What you should do => Search the entries for lines with the string "jacket" and say how many there are, giving only the number.

Extracted records =>
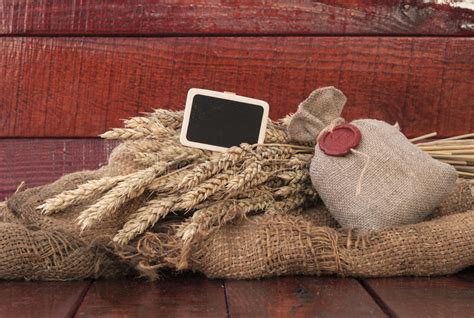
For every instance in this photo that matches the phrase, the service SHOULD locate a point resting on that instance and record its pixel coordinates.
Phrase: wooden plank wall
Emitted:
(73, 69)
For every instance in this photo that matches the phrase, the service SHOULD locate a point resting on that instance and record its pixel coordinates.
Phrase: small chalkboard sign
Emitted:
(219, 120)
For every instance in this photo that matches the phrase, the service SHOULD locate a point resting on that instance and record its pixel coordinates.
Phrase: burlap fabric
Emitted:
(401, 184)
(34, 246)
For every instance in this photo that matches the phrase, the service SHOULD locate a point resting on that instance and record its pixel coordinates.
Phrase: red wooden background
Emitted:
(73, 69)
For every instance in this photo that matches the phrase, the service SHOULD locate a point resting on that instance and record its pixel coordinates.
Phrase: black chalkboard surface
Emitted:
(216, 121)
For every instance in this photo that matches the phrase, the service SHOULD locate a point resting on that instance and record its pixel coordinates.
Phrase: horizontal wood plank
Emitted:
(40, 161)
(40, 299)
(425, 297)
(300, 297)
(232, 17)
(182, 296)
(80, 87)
--
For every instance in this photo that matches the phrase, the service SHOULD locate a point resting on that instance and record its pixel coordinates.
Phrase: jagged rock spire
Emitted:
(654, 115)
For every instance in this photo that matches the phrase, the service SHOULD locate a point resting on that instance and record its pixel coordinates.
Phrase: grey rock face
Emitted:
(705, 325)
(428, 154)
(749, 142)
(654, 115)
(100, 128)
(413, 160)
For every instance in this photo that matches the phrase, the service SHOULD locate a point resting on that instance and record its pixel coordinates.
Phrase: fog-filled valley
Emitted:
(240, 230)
==
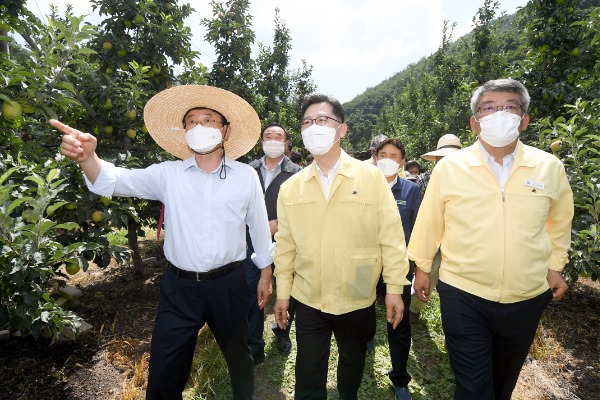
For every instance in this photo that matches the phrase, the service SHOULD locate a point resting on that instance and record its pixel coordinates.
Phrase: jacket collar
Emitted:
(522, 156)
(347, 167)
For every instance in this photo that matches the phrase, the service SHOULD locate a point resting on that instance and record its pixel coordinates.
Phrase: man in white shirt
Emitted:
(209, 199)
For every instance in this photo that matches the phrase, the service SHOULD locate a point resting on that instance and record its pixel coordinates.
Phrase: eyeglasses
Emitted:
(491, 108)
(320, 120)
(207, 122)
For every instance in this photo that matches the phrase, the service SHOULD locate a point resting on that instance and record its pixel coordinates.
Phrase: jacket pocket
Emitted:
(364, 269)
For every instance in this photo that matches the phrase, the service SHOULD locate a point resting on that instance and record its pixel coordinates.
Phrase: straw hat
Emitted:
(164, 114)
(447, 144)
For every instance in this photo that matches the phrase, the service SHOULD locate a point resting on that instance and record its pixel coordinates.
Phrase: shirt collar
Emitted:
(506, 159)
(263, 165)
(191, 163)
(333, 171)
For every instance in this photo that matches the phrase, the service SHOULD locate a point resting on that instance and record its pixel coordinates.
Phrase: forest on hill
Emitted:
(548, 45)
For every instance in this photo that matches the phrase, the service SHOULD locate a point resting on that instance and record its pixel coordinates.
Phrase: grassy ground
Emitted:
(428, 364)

Solution to the exercise => 2